Top of Selected text

Effect of Prenatal and Infancy Home Visitation by Nurses on Pregnancy Outcomes, Childhood Injuries, and Repeated ChildbearingA Randomized Controlled Trial

Author Affiliations

From the School of Nursing (Dr Kitzman) and Departments of Psychiatry (Dr Cole), Obstetrics and Gynecology (Dr Tatelbaum), and Pediatrics (Dr McConnochie and Ms Sidora), University of Rochester, Rochester, NY; Departments of Pediatrics (Dr Olds) and Preventive Medicine and Biostatistics (Dr Luckey), University of Colorado Health Sciences Center, Denver; Department of Human Development, Cornell University, Ithaca, NY (Mr Henderson); School of Nursing, Baylor University, Houston, Tex (Dr Hanks); Presbyterian Health Services, Charlotte, NC (Dr Shaver); College of Nursing (Dr Engelhardt) and Department of Pediatrics (Dr James), University of Tennessee, Memphis; and School of Nursing, University of Washington, Seattle (Dr Barnard).

Bottom of Selected text
Top of Excerpted data

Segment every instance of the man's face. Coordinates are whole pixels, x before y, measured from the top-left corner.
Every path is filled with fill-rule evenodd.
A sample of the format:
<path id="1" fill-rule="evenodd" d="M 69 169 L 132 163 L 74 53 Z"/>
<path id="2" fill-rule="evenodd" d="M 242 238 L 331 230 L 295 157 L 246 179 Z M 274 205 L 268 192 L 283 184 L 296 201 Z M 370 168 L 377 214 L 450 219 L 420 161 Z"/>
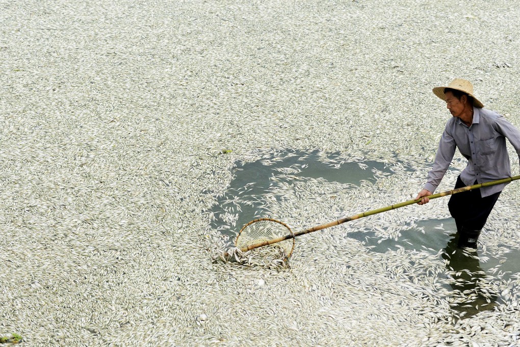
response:
<path id="1" fill-rule="evenodd" d="M 453 96 L 451 92 L 447 92 L 445 94 L 446 97 L 446 107 L 450 110 L 451 115 L 454 117 L 460 117 L 464 111 L 464 104 L 462 100 L 459 100 Z M 461 99 L 464 97 L 462 96 Z"/>

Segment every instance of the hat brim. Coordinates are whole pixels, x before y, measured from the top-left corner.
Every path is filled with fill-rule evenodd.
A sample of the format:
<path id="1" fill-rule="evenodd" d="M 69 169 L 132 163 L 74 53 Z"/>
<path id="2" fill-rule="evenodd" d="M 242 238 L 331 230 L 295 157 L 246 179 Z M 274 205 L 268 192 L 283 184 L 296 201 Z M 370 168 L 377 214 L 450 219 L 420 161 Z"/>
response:
<path id="1" fill-rule="evenodd" d="M 473 94 L 470 94 L 470 93 L 467 93 L 467 92 L 466 92 L 465 91 L 462 91 L 462 90 L 458 89 L 457 88 L 453 88 L 453 87 L 447 87 L 447 86 L 446 86 L 446 87 L 435 87 L 433 89 L 433 94 L 434 94 L 436 95 L 437 95 L 440 99 L 441 99 L 444 100 L 444 101 L 446 101 L 446 96 L 444 94 L 444 89 L 445 88 L 450 88 L 451 89 L 456 89 L 458 91 L 460 91 L 461 92 L 463 92 L 464 93 L 465 93 L 469 94 L 470 95 L 470 96 L 471 96 L 472 98 L 473 98 L 473 106 L 475 106 L 475 107 L 478 107 L 479 108 L 482 108 L 483 107 L 484 107 L 484 106 L 482 104 L 482 102 L 480 102 L 478 100 L 478 99 L 477 99 L 476 97 L 475 97 L 475 96 Z"/>

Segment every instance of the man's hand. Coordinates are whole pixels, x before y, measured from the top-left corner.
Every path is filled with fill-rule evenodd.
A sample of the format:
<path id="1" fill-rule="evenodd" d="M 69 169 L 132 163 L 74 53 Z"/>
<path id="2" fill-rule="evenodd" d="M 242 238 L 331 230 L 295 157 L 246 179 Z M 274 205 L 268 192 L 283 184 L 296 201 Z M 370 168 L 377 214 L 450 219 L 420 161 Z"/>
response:
<path id="1" fill-rule="evenodd" d="M 419 199 L 419 198 L 422 198 L 422 199 L 421 199 L 421 201 L 418 202 L 417 203 L 419 204 L 420 205 L 424 205 L 425 203 L 427 203 L 428 202 L 430 201 L 430 199 L 428 199 L 428 198 L 427 198 L 426 197 L 427 197 L 428 195 L 432 195 L 432 192 L 430 191 L 430 190 L 427 190 L 426 189 L 423 189 L 422 190 L 419 192 L 419 194 L 418 194 L 417 196 L 415 197 L 415 200 Z"/>

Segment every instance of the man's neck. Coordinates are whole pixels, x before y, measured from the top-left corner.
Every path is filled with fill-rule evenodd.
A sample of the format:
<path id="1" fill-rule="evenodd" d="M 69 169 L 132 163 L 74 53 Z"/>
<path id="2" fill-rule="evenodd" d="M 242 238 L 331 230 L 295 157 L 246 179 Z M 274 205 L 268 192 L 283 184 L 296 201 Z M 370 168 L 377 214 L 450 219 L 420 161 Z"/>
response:
<path id="1" fill-rule="evenodd" d="M 468 126 L 471 126 L 473 122 L 473 108 L 472 106 L 469 107 L 467 109 L 460 115 L 460 120 L 464 122 L 464 124 Z"/>

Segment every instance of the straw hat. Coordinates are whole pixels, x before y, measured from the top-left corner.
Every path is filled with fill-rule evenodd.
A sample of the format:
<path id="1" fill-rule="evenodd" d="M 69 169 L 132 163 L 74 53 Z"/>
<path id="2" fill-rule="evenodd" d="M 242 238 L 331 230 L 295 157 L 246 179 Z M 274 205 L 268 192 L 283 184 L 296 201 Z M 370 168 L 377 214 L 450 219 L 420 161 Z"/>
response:
<path id="1" fill-rule="evenodd" d="M 446 87 L 435 87 L 433 88 L 433 93 L 438 96 L 443 100 L 446 100 L 446 96 L 444 95 L 444 88 L 451 88 L 456 89 L 461 92 L 467 93 L 468 95 L 473 98 L 473 106 L 475 107 L 482 108 L 484 106 L 482 102 L 478 101 L 475 96 L 473 95 L 473 85 L 469 81 L 462 80 L 462 79 L 455 79 L 450 82 Z"/>

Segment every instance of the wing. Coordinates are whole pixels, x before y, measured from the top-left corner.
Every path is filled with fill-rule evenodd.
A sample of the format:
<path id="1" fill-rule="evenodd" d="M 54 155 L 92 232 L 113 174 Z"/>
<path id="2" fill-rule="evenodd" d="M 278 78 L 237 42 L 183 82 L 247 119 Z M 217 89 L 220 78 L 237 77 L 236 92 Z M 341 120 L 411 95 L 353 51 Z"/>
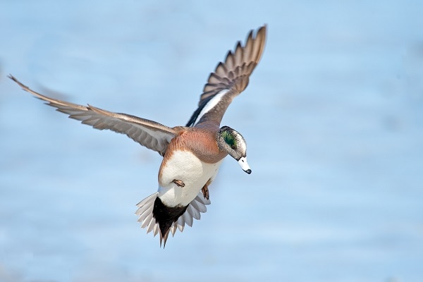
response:
<path id="1" fill-rule="evenodd" d="M 67 114 L 69 117 L 93 128 L 125 134 L 142 146 L 164 155 L 168 145 L 177 134 L 176 129 L 167 127 L 155 121 L 140 118 L 137 116 L 113 113 L 94 106 L 81 106 L 44 96 L 22 84 L 12 75 L 9 78 L 18 83 L 22 89 L 31 93 L 37 98 L 47 102 L 49 106 L 57 108 L 56 111 Z"/>
<path id="2" fill-rule="evenodd" d="M 251 30 L 245 44 L 238 42 L 235 51 L 229 51 L 225 62 L 220 62 L 210 73 L 201 94 L 198 109 L 187 126 L 212 121 L 220 124 L 226 109 L 233 99 L 248 85 L 250 75 L 259 63 L 266 42 L 266 25 L 254 34 Z"/>

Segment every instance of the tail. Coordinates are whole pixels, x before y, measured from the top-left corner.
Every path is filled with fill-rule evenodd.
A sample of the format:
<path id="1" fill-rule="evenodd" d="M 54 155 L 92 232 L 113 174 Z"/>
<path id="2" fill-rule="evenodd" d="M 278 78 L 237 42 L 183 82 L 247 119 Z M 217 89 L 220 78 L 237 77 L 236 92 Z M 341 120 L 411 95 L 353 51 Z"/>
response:
<path id="1" fill-rule="evenodd" d="M 192 219 L 200 219 L 200 213 L 207 211 L 206 205 L 210 204 L 200 191 L 197 197 L 186 207 L 167 207 L 158 197 L 159 192 L 149 195 L 140 202 L 135 214 L 139 216 L 141 228 L 147 228 L 147 233 L 153 231 L 154 236 L 160 233 L 160 246 L 164 241 L 164 247 L 169 235 L 175 235 L 176 229 L 183 231 L 185 223 L 192 226 Z"/>

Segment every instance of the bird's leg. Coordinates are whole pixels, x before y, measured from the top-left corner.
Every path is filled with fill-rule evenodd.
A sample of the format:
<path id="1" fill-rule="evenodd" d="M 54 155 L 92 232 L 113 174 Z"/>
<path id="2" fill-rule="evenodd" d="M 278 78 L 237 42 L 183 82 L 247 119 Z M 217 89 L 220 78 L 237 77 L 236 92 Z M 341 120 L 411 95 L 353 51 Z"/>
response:
<path id="1" fill-rule="evenodd" d="M 206 199 L 206 200 L 209 200 L 209 197 L 210 197 L 210 195 L 209 194 L 208 184 L 209 184 L 209 183 L 207 183 L 206 184 L 204 184 L 203 188 L 201 189 L 201 192 L 202 192 L 203 196 L 204 196 L 204 199 Z"/>
<path id="2" fill-rule="evenodd" d="M 173 183 L 176 184 L 179 187 L 185 187 L 185 183 L 183 183 L 183 180 L 176 180 L 176 179 L 173 179 L 172 180 L 172 182 Z"/>

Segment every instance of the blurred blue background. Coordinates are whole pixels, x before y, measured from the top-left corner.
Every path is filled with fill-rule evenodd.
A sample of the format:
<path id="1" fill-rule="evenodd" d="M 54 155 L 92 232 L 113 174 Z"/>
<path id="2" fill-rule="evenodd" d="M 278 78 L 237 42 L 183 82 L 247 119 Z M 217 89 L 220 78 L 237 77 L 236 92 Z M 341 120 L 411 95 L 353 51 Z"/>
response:
<path id="1" fill-rule="evenodd" d="M 0 281 L 423 281 L 423 2 L 2 1 Z M 44 106 L 184 125 L 209 73 L 268 24 L 222 125 L 208 212 L 165 250 L 135 204 L 161 157 Z"/>

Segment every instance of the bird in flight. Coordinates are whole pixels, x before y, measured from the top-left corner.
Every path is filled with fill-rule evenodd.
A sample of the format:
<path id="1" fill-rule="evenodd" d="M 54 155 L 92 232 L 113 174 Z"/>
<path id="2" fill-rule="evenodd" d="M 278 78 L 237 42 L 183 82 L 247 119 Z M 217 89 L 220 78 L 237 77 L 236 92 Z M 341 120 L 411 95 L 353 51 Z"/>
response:
<path id="1" fill-rule="evenodd" d="M 244 44 L 236 44 L 224 62 L 209 76 L 198 108 L 185 126 L 168 127 L 135 116 L 78 105 L 53 99 L 25 86 L 11 75 L 9 78 L 24 90 L 56 108 L 70 118 L 94 128 L 108 129 L 126 135 L 141 145 L 163 157 L 159 170 L 157 192 L 137 204 L 135 212 L 142 228 L 154 236 L 160 234 L 160 245 L 166 245 L 169 233 L 192 226 L 192 219 L 210 204 L 209 185 L 216 178 L 223 159 L 229 154 L 243 170 L 251 173 L 247 163 L 247 145 L 243 135 L 228 126 L 220 127 L 226 109 L 248 85 L 250 75 L 264 49 L 266 26 L 251 30 Z"/>

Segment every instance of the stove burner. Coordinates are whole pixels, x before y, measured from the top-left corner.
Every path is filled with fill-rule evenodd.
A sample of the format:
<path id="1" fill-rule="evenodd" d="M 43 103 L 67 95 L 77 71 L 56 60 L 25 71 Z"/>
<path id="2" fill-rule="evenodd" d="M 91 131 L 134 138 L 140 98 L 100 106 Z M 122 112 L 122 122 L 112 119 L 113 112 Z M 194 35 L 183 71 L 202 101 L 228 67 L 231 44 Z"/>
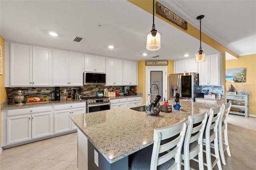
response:
<path id="1" fill-rule="evenodd" d="M 110 102 L 110 101 L 109 97 L 98 97 L 98 96 L 93 96 L 83 97 L 82 98 L 87 100 L 87 104 L 106 103 Z"/>

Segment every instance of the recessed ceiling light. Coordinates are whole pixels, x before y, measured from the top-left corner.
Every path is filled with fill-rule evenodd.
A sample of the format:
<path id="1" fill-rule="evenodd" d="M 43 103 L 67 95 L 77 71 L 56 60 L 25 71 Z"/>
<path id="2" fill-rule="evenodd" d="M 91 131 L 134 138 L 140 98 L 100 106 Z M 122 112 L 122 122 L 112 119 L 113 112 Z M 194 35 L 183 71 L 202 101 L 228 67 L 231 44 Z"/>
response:
<path id="1" fill-rule="evenodd" d="M 51 32 L 49 33 L 49 34 L 52 36 L 58 36 L 58 34 L 54 32 Z"/>

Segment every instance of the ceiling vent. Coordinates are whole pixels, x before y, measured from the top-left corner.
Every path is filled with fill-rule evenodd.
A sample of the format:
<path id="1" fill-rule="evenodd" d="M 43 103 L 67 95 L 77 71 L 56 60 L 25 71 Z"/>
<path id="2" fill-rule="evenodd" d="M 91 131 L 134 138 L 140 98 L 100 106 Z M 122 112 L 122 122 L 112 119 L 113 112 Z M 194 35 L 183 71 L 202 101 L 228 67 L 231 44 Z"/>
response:
<path id="1" fill-rule="evenodd" d="M 152 56 L 150 57 L 151 58 L 156 58 L 157 57 L 160 57 L 160 55 L 153 55 Z"/>
<path id="2" fill-rule="evenodd" d="M 84 38 L 82 37 L 78 37 L 77 36 L 75 36 L 73 39 L 73 41 L 77 42 L 82 42 Z"/>

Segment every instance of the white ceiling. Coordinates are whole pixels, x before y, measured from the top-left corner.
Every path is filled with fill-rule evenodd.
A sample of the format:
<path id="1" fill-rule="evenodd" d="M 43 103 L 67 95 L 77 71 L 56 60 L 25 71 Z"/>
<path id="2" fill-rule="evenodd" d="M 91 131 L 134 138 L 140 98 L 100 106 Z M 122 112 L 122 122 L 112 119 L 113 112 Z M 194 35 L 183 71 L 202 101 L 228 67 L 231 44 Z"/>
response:
<path id="1" fill-rule="evenodd" d="M 196 18 L 204 15 L 202 32 L 238 56 L 256 53 L 256 1 L 159 2 L 198 29 Z M 147 50 L 152 14 L 126 0 L 1 0 L 0 6 L 0 34 L 6 40 L 136 61 L 156 55 L 154 59 L 194 57 L 200 47 L 199 40 L 155 17 L 162 47 Z M 50 36 L 51 31 L 58 36 Z M 74 42 L 75 36 L 85 39 Z M 203 42 L 202 47 L 206 54 L 219 52 Z"/>

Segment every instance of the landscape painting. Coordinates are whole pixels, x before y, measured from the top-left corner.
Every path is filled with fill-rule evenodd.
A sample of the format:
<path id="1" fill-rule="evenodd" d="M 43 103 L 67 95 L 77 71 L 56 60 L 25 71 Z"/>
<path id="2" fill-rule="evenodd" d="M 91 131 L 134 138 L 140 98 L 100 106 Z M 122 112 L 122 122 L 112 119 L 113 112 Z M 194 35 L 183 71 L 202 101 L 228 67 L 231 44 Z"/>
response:
<path id="1" fill-rule="evenodd" d="M 226 70 L 226 83 L 245 83 L 245 69 Z"/>

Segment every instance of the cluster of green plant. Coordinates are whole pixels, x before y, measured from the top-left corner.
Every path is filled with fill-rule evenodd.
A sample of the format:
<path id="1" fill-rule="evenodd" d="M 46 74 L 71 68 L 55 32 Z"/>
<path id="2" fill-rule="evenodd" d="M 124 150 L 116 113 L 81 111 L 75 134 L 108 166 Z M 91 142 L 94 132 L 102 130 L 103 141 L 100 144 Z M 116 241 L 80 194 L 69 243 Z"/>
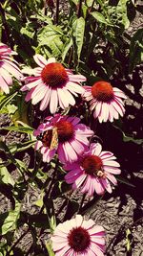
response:
<path id="1" fill-rule="evenodd" d="M 136 30 L 133 35 L 127 33 L 136 12 L 142 13 L 142 7 L 133 0 L 70 0 L 63 11 L 64 5 L 58 0 L 54 3 L 49 0 L 1 1 L 0 41 L 17 52 L 15 58 L 22 69 L 34 67 L 32 57 L 35 53 L 41 54 L 46 58 L 54 57 L 64 66 L 85 75 L 88 85 L 99 79 L 112 81 L 115 85 L 117 80 L 124 90 L 122 81 L 143 60 L 143 29 Z M 98 198 L 85 206 L 83 200 L 79 203 L 72 198 L 71 187 L 63 181 L 62 166 L 57 159 L 46 164 L 41 161 L 40 154 L 34 152 L 33 128 L 37 128 L 49 112 L 42 113 L 31 103 L 26 103 L 20 86 L 14 81 L 9 95 L 0 94 L 0 114 L 8 114 L 10 118 L 10 126 L 0 128 L 0 192 L 10 202 L 10 209 L 0 214 L 0 256 L 53 256 L 51 244 L 48 241 L 45 244 L 41 243 L 42 234 L 45 231 L 52 233 L 64 207 L 64 220 L 67 220 L 77 212 L 85 214 Z M 71 111 L 75 116 L 81 115 L 85 121 L 89 114 L 78 105 Z M 143 139 L 125 134 L 121 121 L 107 124 L 105 140 L 108 131 L 110 134 L 112 129 L 123 144 L 131 142 L 142 147 Z M 25 140 L 7 144 L 6 137 L 14 134 L 13 131 L 25 133 Z M 31 166 L 19 157 L 18 153 L 25 152 L 31 154 Z M 10 174 L 13 166 L 18 172 L 17 179 Z M 134 187 L 125 175 L 119 180 Z M 38 208 L 34 215 L 22 208 L 30 187 L 40 191 L 39 199 L 34 202 Z M 62 198 L 63 204 L 55 214 L 54 200 L 57 198 Z M 16 239 L 15 233 L 23 226 L 26 231 Z M 32 244 L 26 252 L 23 248 L 18 249 L 17 244 L 29 232 Z M 131 250 L 128 233 L 127 240 L 128 251 Z"/>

Bottom of Excerpted data

Exercise tasks:
• A. Answer these from the author affiliations, one line each:
(i) In which University of Rochester department is Dr Cole?
(ii) Which department and university are given for Mr Henderson?
(iii) What institution is listed for Dr Shaver?
• B. Please list every city named in the author affiliations.

Answer set:
• A.
(i) Department of Psychiatry
(ii) Department of Human Development, Cornell University
(iii) Presbyterian Health Services, Charlotte, NC

• B. Rochester, Denver, Ithaca, Houston, Charlotte, Memphis, Seattle